-- START Entries provided --
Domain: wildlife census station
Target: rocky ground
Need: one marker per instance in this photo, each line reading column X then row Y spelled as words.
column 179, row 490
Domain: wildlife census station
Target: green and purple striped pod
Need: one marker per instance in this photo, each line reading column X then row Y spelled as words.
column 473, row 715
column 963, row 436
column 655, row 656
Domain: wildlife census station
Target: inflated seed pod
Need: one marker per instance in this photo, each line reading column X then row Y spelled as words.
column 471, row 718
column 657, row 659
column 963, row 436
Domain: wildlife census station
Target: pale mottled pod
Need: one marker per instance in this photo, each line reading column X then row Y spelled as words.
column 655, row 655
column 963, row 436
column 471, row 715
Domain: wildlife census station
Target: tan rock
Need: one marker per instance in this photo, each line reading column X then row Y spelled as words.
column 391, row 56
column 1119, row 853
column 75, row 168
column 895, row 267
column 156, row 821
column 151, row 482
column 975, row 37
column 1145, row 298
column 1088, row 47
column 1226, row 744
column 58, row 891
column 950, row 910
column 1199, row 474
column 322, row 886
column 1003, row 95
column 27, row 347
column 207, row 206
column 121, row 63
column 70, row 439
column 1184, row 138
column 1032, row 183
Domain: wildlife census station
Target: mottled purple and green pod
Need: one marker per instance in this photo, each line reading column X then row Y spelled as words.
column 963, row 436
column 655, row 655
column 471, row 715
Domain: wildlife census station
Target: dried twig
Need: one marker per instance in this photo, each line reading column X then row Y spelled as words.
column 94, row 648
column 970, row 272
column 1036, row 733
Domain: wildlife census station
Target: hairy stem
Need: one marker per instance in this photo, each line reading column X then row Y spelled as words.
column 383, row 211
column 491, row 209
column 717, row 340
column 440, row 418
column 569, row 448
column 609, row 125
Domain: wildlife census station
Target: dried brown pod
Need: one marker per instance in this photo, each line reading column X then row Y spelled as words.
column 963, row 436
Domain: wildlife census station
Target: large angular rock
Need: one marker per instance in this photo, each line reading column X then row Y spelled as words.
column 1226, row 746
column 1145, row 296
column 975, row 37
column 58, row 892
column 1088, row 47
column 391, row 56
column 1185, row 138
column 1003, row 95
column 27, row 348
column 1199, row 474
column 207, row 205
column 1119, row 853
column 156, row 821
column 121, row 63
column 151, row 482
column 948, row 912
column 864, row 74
-- END Entries provided --
Set problem ▸ Repeat the data above exactly.

Task output ▸
Domain: wildlife census station
Target: rocky ground
Need: one marker per instance in this photo, each line reading column X then row Y spelled as words.
column 179, row 490
Domain: wildlife census station
Target: green and purple striped pod
Need: one marker per instance in this photo, each line reading column X then row Y spelled as words.
column 473, row 715
column 963, row 436
column 655, row 656
Domain: wildlife census station
Target: inflated seed pod
Need: one marker per instance in this photo, each line reading column X then row Y spelled as words.
column 471, row 718
column 657, row 659
column 963, row 436
Domain: wildlife census station
Target: pale mottled pod
Need: one marker per instance in this photo, each line reading column X then row Y spelled as words.
column 655, row 655
column 963, row 436
column 471, row 715
Domain: wildlife census station
Target: tan rock
Need: one marker per instance in this photo, each line reading column X then row Y spelled as words.
column 391, row 56
column 1119, row 853
column 75, row 168
column 895, row 267
column 156, row 821
column 151, row 482
column 975, row 37
column 1145, row 298
column 1088, row 47
column 1226, row 744
column 58, row 891
column 950, row 910
column 1199, row 474
column 322, row 886
column 1003, row 95
column 27, row 347
column 207, row 206
column 121, row 63
column 70, row 439
column 1184, row 138
column 1032, row 183
Domain: wildlife census station
Target: mottled purple and green pod
Need: one marker per instance in this photo, each line reading column X then row Y spelled as words.
column 963, row 436
column 655, row 655
column 471, row 715
Domain: wildlife census station
Target: dried twig
Need: one marker per instance in this photo, each line reading column X then row Y spelled as words.
column 94, row 648
column 970, row 272
column 1036, row 733
Domain: wildlife census station
Target: hairy stem
Need: one marker per instance in this photo, each line reading column X then row Y spelled as words.
column 383, row 211
column 491, row 209
column 717, row 340
column 440, row 418
column 569, row 448
column 609, row 125
Domain: wildlife census station
Target: dried brown pod
Need: one marker per instance in this photo, each line reading column X then row Y spelled as words.
column 963, row 436
Domain: wildlife census station
Target: large angular rock
Need: one marker per instance in this photo, each line reading column X then row Y spelled as words.
column 1226, row 746
column 1145, row 296
column 975, row 37
column 58, row 892
column 1088, row 47
column 391, row 56
column 1185, row 138
column 1003, row 95
column 27, row 348
column 1199, row 474
column 207, row 205
column 1119, row 853
column 156, row 821
column 121, row 63
column 151, row 482
column 948, row 912
column 864, row 74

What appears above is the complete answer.